Page excerpt

* begin *

Attacking the Dutchman's backhand corner, Djokovic secured an instant break in the fourth set to quell any thoughts of a turnaround. Ever the perfectionist, he let out a roar of frustration after a rare miss later in the set before he finished the match with ease after two hours, 37 minutes.

"I just really am pleased with the way I closed out the match," Djokovic added. "I lost the rhythm on my serve a little bit towards the end of the match, but overall just a good fight and really challenging match for me on grass."

Djokovic's 25 straight grass wins — all of which have come at Wimbledon, where he is a three-time defending champion — are second all-time. He broke a tie with Rod Laver with Sunday's result, but still trails Roger Federer's 65 consecutive grass victories, achieved from 2003-08.

The Serbian will seek to extend that win streak on Tuesday against 10th seed Jannik Sinner. After scoring his first career grass-court win in the opening round, the Italian has started to look at home on the London lawns. He did not drop serve in a 6-1, 6-4, 6-7(8), 6-3 win over Carlos Alcaraz earlier on Sunday.

Djokovic won the lone previous ATP Head2Head match between the pair 6-4, 6-2 last year at the Rolex Monte-Carlo Masters. Looking ahead to their quarter-final meeting, Djokovic was full of praise for his next opponent.

"He's maturing a lot on the big stage. I think he doesn't feel too much pressure on the big stage," Djokovic said of Sinner. "He's very solid. He has every shot in his game: serve, return, forehand, backhand. He's constantly putting pressure on opponents.

"I kind of see a little bit of myself in his game, as well, from back of the court, playing flat backhands, constantly staying on the back of the line, trying to put pressure on opponents."

As Djokovic bids for his seventh Wimbledon crown and 21st Grand Slam title, he is bracing for his toughest challenge of the fortnight.

* end *

(Annotation dataset entries)
* begin *

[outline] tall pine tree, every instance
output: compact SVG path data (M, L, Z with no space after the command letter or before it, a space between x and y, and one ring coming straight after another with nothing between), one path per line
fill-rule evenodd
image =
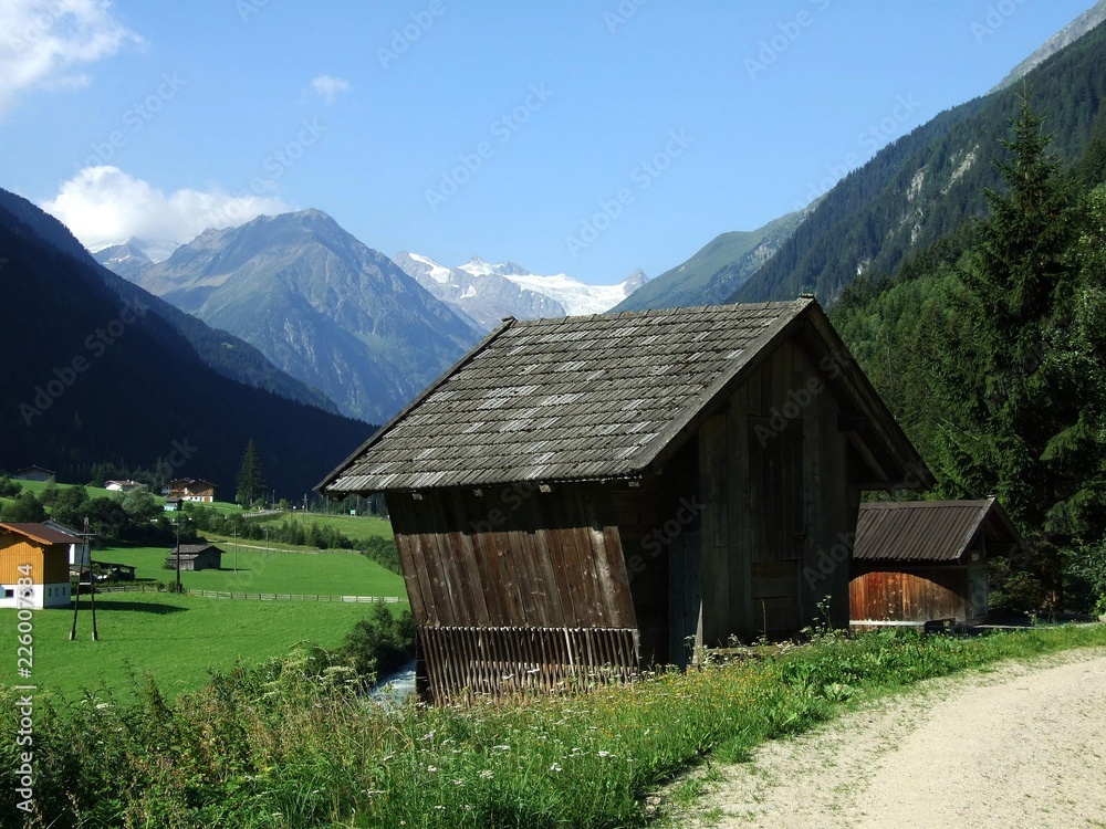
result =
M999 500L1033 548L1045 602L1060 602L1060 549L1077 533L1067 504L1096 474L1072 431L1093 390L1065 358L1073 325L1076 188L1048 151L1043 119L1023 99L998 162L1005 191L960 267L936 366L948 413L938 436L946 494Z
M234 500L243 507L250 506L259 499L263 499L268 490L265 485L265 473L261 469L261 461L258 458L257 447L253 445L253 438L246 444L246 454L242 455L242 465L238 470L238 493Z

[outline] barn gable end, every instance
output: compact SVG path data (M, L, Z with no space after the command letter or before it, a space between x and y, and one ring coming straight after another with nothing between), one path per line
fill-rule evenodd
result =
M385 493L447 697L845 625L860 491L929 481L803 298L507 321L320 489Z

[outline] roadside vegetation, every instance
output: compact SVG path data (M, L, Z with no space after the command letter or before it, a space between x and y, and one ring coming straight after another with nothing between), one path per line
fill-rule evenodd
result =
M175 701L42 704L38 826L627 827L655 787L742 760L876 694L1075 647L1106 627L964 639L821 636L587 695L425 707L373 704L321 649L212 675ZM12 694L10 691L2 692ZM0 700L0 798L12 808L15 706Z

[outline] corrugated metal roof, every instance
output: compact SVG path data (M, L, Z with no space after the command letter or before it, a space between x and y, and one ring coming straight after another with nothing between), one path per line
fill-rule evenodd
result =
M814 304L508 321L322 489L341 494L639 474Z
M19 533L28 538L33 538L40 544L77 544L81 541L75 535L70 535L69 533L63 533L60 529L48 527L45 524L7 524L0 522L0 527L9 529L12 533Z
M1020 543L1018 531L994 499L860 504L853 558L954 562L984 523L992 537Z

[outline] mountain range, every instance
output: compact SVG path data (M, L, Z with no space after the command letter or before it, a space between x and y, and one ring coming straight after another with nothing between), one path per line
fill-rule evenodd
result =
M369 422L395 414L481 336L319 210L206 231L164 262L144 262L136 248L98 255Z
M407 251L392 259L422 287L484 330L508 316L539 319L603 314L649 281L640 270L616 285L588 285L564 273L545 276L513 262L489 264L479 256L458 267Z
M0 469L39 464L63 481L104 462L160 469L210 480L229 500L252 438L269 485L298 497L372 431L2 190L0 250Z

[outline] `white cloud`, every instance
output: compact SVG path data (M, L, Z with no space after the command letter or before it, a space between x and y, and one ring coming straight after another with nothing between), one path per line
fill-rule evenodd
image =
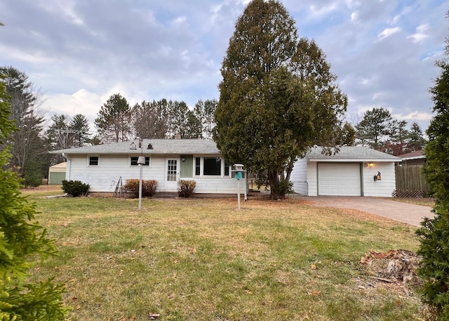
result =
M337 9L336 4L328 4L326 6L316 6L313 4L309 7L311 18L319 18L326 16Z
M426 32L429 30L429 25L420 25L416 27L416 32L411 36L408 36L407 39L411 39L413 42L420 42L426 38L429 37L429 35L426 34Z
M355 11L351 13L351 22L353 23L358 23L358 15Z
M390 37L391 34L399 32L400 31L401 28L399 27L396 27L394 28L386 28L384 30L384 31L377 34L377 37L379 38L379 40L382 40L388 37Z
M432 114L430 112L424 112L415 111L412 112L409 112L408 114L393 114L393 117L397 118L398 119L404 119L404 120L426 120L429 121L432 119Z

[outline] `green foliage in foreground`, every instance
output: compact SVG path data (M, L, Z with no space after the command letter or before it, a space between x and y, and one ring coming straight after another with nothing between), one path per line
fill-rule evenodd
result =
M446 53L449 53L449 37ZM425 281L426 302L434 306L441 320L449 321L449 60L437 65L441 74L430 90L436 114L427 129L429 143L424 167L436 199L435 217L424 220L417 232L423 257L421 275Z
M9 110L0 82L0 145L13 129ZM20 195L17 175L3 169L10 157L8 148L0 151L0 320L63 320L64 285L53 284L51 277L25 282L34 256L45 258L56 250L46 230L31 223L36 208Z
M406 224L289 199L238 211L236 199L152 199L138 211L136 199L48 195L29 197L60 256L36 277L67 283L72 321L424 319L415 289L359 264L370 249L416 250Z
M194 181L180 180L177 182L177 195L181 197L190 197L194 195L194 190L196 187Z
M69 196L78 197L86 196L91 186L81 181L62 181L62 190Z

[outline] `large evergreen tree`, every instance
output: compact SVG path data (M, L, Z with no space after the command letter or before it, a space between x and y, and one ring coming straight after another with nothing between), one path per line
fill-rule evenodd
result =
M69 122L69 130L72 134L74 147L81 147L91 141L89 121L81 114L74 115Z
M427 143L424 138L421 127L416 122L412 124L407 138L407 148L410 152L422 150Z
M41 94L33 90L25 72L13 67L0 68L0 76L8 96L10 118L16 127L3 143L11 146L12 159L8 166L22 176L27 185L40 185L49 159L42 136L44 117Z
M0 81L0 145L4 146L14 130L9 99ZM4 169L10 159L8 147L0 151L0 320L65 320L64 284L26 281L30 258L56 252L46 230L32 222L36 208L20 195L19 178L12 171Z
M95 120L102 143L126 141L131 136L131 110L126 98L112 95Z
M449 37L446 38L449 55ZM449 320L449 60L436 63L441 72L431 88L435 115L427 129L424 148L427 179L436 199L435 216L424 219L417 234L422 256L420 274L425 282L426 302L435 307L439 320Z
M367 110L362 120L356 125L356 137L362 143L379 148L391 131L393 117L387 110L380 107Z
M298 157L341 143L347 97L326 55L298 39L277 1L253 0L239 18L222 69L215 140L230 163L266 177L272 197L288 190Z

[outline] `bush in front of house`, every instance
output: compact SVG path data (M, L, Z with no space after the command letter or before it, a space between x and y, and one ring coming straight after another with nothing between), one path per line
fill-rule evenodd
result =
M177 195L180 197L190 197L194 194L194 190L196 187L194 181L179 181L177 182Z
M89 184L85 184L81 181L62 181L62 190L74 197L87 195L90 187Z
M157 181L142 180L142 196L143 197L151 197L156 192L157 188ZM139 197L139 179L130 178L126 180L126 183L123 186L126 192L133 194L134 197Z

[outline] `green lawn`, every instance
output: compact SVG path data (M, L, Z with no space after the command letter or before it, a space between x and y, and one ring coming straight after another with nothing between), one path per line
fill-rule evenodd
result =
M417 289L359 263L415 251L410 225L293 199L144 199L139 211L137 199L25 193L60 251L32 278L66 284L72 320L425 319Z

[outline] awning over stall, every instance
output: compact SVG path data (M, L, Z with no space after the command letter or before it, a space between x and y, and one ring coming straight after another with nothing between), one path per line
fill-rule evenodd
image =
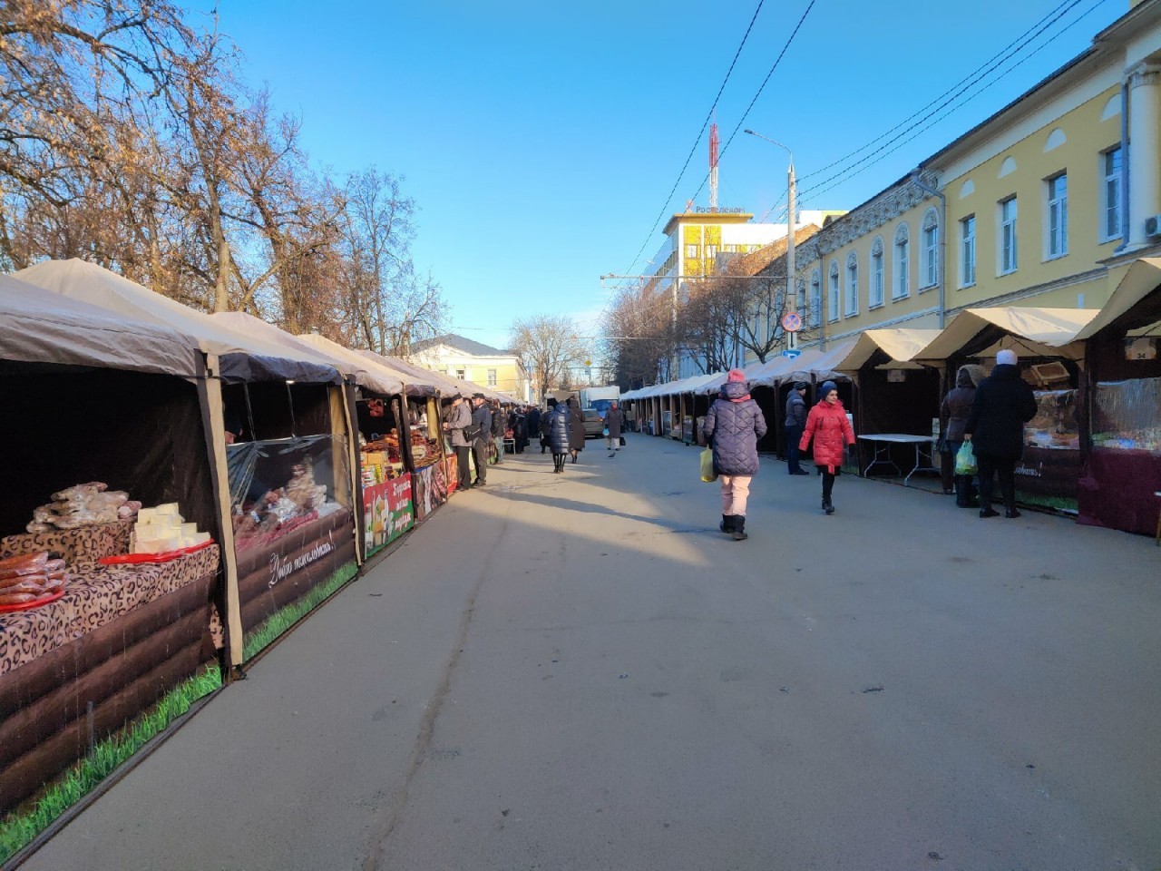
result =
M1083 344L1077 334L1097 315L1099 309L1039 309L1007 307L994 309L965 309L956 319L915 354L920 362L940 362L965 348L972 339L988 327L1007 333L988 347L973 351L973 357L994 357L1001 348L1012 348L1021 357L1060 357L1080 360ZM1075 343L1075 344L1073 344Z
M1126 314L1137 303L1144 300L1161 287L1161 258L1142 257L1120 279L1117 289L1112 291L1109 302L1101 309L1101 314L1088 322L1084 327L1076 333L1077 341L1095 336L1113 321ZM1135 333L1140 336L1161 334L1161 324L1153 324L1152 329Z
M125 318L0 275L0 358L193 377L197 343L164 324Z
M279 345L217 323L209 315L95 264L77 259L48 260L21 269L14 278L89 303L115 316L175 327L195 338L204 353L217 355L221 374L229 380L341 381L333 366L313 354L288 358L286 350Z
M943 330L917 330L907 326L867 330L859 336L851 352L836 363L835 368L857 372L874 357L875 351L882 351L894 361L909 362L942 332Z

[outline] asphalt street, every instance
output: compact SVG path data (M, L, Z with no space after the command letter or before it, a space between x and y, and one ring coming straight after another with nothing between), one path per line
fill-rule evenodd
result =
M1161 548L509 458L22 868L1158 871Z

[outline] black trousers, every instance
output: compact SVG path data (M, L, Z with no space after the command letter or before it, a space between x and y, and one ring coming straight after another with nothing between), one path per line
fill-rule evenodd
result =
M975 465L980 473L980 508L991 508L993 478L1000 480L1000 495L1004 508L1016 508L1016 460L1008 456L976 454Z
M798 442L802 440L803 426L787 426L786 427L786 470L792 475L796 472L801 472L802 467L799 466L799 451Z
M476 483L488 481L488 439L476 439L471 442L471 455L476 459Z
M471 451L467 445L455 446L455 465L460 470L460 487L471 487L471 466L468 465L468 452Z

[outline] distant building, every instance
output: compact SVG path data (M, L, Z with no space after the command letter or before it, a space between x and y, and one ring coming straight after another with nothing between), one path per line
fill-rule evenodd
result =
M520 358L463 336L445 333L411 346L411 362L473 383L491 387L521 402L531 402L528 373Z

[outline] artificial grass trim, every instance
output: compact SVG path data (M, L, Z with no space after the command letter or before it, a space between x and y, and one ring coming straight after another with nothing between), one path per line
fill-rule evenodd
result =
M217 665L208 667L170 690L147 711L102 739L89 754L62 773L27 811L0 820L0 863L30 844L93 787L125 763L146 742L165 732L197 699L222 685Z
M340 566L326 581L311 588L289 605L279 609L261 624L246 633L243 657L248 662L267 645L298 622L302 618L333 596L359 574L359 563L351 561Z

* end *

Instructions
a: Answer these about the Wimbledon match report:
(i) How long did Djokovic take to finish the match?
(ii) Whose streak of consecutive grass victories does Djokovic still trail, and how many wins is it?
(iii) What was the score of Sinner's win over Carlos Alcaraz?
b: What shots does Djokovic say Sinner has in his game, according to the Wimbledon match report?

The solutions
a:
(i) Two hours, 37 minutes.
(ii) Roger Federer's, with 65 consecutive grass victories.
(iii) 6-1, 6-4, 6-7(8), 6-3.

b: Serve, return, forehand, backhand.